• [Exercise prompt] Output the data starting at the line that contains "# Scan for the wolf's paw" and ending at the line that contains "[68,55,480,241]", both included, as a JSON list of strings with one string per line and blank lines omitted. Leave out everything outside that range.

• [Material]
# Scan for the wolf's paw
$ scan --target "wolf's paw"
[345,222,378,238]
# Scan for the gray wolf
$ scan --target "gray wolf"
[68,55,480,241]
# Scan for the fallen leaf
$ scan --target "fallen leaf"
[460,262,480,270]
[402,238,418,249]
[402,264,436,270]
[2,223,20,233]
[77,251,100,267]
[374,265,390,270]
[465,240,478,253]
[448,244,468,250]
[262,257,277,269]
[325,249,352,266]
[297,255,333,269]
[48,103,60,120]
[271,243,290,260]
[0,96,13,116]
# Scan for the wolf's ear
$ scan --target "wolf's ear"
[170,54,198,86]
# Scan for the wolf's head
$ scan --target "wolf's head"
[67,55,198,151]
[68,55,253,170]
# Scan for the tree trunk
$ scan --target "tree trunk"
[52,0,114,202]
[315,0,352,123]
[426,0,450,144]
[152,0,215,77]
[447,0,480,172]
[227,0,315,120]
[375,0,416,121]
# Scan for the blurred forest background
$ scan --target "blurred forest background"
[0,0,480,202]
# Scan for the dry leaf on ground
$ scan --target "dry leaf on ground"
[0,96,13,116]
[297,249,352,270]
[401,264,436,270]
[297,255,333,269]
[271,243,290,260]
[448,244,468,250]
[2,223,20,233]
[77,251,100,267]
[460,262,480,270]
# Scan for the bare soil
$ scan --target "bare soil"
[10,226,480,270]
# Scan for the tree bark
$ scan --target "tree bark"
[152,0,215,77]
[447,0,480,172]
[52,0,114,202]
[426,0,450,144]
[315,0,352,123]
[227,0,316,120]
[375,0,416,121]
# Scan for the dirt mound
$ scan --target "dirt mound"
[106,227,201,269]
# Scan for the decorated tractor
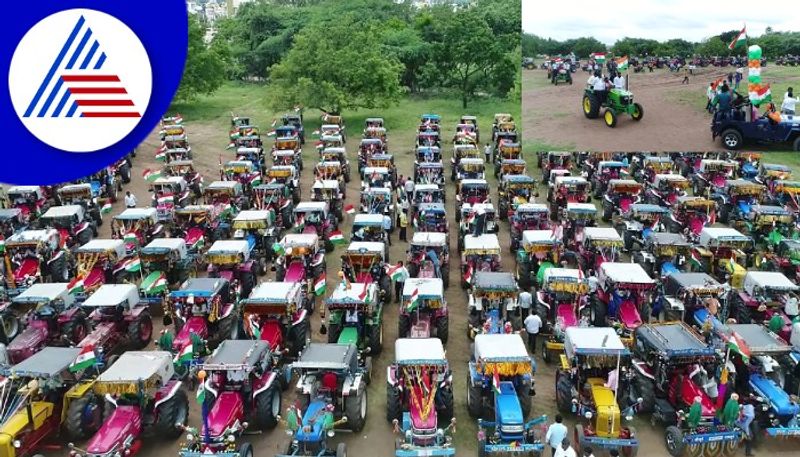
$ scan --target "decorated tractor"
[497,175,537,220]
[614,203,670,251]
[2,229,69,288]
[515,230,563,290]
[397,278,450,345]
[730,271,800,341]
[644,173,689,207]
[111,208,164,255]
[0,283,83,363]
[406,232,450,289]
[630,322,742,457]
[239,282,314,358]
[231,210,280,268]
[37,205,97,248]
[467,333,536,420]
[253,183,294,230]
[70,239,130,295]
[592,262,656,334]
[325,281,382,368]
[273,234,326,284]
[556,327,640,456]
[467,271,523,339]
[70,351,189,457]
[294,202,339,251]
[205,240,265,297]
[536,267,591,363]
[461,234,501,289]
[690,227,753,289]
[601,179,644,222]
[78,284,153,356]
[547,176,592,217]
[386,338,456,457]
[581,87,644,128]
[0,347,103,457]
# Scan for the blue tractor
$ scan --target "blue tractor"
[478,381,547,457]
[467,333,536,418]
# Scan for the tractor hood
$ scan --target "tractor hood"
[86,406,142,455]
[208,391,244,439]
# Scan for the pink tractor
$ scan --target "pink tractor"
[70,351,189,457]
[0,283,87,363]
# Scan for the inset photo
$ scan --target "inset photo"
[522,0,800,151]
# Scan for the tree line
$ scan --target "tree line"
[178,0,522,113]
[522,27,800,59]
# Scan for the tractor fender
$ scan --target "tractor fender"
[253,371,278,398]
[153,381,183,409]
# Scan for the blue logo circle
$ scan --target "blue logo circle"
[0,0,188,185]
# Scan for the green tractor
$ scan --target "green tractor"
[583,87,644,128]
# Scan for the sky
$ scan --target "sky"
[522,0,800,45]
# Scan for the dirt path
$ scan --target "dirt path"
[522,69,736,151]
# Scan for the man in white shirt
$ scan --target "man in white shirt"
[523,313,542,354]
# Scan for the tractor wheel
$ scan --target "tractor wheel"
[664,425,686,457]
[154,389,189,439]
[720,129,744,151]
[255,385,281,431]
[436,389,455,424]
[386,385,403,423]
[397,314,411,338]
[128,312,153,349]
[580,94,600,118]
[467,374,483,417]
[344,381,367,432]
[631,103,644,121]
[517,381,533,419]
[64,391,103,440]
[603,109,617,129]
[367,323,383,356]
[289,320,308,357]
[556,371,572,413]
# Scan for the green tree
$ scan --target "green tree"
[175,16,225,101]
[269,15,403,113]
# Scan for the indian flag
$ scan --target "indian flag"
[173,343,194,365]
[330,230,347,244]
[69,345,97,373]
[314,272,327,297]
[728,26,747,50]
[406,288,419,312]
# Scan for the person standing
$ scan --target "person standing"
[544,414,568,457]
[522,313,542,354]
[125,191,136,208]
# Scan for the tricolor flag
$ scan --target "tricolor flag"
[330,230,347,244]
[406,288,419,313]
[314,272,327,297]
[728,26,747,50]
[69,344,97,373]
--
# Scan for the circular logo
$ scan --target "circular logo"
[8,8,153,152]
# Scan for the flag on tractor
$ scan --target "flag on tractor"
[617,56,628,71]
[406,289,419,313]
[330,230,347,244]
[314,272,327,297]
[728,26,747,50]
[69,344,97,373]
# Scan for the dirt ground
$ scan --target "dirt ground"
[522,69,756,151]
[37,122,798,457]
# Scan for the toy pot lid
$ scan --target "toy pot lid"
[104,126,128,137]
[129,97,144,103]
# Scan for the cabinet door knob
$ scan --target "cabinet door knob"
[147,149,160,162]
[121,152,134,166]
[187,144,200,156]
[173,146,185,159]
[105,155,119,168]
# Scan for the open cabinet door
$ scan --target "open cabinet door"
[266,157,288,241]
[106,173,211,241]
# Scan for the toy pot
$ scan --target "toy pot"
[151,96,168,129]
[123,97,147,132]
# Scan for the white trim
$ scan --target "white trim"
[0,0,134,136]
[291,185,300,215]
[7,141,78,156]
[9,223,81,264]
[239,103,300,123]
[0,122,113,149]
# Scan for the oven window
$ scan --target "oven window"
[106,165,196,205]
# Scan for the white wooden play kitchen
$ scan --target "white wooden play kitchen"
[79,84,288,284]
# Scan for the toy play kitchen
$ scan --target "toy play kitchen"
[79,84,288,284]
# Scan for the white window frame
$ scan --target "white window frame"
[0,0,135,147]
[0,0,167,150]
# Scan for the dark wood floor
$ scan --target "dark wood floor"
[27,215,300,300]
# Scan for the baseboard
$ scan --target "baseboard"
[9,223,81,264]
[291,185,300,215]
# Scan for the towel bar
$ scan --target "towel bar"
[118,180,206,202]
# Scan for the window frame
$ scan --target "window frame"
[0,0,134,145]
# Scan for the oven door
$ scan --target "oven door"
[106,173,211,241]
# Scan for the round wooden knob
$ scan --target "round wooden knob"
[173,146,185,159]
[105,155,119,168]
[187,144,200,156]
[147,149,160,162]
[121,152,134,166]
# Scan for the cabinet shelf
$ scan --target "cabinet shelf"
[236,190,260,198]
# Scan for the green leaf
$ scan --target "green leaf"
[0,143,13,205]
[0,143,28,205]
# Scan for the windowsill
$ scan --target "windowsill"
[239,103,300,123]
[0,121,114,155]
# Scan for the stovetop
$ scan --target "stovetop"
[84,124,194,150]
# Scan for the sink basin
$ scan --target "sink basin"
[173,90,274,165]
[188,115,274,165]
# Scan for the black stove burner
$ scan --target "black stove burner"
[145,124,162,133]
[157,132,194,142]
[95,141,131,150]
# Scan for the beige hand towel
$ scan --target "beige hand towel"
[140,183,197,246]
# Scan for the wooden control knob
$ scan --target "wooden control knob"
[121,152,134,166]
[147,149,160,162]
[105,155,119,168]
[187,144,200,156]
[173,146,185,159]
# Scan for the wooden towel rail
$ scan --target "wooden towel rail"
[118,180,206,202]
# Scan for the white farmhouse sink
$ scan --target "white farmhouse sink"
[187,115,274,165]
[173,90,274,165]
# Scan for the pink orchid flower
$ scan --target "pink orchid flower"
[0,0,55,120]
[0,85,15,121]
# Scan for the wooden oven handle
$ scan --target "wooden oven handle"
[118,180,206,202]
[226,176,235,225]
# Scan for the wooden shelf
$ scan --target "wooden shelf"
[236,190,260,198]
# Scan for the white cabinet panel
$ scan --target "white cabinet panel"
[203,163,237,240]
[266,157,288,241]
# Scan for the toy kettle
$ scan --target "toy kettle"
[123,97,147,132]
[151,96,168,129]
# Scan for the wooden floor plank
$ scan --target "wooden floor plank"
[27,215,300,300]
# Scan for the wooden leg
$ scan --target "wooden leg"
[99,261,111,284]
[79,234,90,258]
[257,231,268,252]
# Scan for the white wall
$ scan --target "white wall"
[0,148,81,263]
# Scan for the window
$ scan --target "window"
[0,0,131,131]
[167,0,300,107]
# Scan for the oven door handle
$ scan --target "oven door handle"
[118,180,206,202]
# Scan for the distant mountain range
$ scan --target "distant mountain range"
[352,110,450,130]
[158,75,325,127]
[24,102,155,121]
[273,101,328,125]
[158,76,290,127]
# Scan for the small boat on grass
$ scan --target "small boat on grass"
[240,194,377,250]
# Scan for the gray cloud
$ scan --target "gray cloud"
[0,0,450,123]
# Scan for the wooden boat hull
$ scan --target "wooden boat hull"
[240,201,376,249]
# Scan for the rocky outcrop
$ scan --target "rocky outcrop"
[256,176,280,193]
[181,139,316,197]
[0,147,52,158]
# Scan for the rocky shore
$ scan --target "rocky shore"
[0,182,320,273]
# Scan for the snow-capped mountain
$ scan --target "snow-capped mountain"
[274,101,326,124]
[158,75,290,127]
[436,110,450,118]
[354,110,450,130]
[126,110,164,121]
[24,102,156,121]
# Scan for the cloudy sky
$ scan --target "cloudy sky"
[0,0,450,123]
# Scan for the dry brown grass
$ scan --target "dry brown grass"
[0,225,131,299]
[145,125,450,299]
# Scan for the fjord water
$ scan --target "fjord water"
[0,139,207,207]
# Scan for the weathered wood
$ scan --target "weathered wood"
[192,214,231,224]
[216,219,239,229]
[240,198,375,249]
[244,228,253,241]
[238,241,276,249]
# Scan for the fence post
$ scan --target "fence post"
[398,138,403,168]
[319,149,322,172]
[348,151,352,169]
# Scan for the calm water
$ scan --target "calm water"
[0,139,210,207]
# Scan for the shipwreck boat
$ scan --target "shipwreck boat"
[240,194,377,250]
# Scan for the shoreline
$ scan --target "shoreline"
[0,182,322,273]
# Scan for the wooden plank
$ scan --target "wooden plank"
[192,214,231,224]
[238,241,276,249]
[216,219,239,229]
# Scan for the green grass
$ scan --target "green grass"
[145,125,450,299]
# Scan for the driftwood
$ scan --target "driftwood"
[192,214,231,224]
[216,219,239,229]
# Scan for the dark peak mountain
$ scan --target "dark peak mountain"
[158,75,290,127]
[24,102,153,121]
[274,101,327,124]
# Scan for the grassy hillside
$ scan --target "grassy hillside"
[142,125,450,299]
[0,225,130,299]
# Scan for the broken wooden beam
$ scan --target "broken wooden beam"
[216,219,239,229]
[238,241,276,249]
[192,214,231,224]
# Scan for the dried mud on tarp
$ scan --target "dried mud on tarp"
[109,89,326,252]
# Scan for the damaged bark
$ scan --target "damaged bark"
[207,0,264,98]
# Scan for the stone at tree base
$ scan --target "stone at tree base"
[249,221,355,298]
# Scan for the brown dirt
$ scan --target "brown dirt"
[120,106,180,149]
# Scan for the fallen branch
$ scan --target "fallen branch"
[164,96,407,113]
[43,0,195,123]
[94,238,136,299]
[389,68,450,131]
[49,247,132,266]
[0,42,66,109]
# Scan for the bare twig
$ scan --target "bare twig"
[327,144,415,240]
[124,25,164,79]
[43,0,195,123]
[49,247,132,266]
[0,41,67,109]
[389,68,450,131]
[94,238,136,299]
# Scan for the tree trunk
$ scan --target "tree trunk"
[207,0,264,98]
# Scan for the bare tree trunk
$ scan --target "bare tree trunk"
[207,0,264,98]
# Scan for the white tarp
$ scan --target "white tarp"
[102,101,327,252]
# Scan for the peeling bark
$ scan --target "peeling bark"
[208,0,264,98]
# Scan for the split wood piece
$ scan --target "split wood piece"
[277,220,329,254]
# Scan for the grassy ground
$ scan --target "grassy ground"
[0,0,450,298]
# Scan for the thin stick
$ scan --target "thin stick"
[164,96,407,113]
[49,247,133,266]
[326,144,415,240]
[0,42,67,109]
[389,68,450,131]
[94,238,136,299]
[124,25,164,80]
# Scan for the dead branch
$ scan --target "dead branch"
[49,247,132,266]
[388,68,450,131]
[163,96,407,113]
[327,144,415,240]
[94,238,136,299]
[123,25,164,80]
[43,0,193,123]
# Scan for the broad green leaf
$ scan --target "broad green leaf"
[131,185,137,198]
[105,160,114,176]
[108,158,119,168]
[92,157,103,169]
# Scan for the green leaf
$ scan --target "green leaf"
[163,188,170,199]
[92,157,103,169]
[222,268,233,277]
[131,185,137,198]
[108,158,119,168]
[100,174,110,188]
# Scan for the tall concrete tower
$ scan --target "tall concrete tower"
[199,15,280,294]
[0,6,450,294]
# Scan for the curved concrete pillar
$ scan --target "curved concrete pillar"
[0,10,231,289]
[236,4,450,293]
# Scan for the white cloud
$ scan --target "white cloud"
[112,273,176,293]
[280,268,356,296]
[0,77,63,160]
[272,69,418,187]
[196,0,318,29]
--
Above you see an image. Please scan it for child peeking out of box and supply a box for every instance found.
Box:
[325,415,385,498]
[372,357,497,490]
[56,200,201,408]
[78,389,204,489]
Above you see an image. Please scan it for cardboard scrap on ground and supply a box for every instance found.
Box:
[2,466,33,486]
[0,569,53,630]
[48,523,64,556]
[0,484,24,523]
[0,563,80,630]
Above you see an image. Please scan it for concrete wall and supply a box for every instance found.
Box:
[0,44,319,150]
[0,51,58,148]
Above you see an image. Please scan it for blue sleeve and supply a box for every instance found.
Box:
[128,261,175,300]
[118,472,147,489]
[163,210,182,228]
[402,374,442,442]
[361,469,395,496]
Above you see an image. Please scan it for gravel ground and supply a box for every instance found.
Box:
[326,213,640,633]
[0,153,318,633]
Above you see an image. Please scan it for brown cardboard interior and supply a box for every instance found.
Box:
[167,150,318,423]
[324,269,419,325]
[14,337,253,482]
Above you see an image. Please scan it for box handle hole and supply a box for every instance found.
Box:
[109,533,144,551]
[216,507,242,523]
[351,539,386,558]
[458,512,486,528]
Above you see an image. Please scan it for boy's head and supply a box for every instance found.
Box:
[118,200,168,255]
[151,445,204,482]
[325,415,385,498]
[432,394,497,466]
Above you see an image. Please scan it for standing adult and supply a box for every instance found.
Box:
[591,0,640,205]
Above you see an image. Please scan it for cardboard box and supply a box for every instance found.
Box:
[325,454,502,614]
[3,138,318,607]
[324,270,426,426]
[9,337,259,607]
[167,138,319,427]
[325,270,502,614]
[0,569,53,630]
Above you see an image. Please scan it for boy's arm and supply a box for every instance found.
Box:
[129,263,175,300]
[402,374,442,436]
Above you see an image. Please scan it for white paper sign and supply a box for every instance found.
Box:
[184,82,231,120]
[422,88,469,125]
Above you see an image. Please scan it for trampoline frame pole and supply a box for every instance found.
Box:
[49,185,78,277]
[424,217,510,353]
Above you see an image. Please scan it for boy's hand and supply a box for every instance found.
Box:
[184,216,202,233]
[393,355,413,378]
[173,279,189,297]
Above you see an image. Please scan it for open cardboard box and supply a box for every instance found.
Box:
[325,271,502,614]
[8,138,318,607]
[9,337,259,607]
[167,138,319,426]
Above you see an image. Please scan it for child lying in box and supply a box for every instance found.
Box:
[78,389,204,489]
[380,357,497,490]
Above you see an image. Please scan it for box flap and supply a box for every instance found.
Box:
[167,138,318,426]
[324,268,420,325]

• [Problem solution]
[
  "# Scan for the wolf's paw",
  "$ scan --target \"wolf's paw\"",
  "[345,222,378,238]",
  "# Scan for the gray wolf",
  "$ scan --target \"gray wolf\"",
  "[68,55,480,241]"
]